Pointing dataset records:
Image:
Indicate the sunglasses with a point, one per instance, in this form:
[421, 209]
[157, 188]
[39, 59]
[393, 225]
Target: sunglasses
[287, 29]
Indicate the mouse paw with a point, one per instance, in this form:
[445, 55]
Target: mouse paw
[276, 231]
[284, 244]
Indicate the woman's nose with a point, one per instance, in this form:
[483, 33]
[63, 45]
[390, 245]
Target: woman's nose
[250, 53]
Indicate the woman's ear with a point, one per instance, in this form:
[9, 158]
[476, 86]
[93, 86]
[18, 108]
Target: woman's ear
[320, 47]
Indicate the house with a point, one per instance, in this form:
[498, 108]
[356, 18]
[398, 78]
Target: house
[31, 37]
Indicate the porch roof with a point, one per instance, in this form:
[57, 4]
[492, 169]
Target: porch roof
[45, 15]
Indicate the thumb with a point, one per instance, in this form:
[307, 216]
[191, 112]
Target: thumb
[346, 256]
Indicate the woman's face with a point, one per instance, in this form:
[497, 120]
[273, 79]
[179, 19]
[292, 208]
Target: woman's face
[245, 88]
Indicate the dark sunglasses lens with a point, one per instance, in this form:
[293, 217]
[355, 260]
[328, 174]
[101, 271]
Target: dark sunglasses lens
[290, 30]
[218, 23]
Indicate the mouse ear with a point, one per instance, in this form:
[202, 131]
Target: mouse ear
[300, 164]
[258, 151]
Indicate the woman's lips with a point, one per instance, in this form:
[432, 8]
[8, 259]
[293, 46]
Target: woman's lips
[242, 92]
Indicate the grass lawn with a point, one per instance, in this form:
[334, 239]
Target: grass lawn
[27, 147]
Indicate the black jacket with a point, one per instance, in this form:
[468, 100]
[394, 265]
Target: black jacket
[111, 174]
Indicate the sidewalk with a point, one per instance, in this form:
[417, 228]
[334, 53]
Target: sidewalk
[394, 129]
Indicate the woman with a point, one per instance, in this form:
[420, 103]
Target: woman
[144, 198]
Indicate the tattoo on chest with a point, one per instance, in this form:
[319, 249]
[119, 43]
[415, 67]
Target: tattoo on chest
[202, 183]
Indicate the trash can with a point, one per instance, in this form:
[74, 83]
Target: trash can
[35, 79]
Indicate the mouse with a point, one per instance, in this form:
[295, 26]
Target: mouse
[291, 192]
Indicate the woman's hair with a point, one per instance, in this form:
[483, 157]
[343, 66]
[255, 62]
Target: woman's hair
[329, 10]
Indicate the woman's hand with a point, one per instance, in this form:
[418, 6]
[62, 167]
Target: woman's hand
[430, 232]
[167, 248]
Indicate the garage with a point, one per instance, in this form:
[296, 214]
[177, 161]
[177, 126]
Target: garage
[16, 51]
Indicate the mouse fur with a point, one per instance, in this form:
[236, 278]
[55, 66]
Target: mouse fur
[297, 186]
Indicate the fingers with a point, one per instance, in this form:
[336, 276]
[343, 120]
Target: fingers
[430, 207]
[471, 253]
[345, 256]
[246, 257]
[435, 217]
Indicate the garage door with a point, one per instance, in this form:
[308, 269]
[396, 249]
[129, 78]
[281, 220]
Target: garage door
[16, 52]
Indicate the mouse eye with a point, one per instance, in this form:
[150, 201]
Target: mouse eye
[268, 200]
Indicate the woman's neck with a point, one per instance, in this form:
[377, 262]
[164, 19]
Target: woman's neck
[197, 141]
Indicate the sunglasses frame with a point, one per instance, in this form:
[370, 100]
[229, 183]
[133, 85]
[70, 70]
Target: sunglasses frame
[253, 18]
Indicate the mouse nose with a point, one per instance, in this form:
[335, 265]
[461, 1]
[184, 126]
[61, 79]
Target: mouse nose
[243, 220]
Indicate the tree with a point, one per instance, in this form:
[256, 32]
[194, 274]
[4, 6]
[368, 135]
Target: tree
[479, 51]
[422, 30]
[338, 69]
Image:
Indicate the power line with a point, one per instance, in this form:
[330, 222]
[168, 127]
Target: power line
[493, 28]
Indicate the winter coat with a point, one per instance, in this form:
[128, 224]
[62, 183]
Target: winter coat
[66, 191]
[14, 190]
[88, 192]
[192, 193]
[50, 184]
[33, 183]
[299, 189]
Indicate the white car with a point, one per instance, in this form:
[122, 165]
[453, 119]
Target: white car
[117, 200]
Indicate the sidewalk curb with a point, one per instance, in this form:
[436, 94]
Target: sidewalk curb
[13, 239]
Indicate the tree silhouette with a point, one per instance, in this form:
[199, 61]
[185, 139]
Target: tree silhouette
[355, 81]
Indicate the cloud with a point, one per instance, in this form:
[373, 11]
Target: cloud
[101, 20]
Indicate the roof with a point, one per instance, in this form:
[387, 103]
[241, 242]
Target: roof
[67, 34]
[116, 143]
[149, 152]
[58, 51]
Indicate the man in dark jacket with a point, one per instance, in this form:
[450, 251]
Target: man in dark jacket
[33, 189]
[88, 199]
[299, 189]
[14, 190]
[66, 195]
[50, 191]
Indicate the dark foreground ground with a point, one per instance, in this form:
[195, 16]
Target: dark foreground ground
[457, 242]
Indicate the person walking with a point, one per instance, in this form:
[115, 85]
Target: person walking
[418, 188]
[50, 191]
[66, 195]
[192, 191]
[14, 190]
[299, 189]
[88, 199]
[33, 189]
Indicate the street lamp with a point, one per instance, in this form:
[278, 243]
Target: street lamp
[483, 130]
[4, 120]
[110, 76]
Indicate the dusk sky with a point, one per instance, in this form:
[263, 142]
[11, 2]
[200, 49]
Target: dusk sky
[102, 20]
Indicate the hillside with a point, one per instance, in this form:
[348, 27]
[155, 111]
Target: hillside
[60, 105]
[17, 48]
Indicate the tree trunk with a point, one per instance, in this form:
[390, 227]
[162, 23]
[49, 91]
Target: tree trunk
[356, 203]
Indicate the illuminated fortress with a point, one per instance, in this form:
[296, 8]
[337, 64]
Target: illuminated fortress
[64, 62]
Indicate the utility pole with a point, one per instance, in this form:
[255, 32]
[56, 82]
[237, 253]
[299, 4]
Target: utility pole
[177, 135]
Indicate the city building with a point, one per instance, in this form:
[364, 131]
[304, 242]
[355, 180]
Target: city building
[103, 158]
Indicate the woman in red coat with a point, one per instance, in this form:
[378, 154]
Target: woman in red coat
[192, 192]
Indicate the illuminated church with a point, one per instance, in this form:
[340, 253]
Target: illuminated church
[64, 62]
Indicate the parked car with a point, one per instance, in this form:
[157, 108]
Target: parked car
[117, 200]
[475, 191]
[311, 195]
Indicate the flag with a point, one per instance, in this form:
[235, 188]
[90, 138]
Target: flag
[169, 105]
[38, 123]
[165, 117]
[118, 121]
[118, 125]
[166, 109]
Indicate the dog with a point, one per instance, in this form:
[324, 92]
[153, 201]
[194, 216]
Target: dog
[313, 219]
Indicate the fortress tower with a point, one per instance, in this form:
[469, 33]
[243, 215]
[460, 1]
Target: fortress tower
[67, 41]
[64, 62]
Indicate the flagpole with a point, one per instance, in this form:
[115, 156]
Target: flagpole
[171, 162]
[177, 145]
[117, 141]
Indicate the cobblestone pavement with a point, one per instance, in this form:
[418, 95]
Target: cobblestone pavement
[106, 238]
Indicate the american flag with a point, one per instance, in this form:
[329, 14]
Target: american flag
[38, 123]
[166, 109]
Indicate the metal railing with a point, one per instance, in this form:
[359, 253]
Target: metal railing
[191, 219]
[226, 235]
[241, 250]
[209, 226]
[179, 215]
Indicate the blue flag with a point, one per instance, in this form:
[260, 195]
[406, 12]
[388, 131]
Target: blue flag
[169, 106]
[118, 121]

# Prompt
Repeat exactly, and only, the lines from the line containing "Indicate the dog" through the last line of the records above, both included.

# Completed task
Indicate the dog with a point, one per instance, in this form:
[324, 92]
[153, 201]
[194, 216]
Target: dog
[313, 219]
Indicate the fortress tower with a point, one per instance, in this form:
[469, 33]
[243, 215]
[460, 1]
Target: fortress tower
[67, 41]
[64, 62]
Indicate the flagpole with a point, one per instance, in this form:
[115, 156]
Target: flagpole
[171, 162]
[177, 145]
[117, 141]
Indicate the cobblestone pavement with a point, one per instance, in this form:
[418, 95]
Target: cobblestone pavement
[106, 238]
Indicate the american flag with a point, one per instance, in this form:
[329, 14]
Target: american flag
[38, 123]
[166, 109]
Indicate the metal railing with a point, one per instance, in this form:
[359, 253]
Target: metal railing
[191, 219]
[226, 235]
[241, 250]
[209, 226]
[179, 215]
Indicate the blue flag with a point, one per instance, in this form:
[260, 195]
[406, 12]
[388, 131]
Target: blue flag
[169, 106]
[118, 121]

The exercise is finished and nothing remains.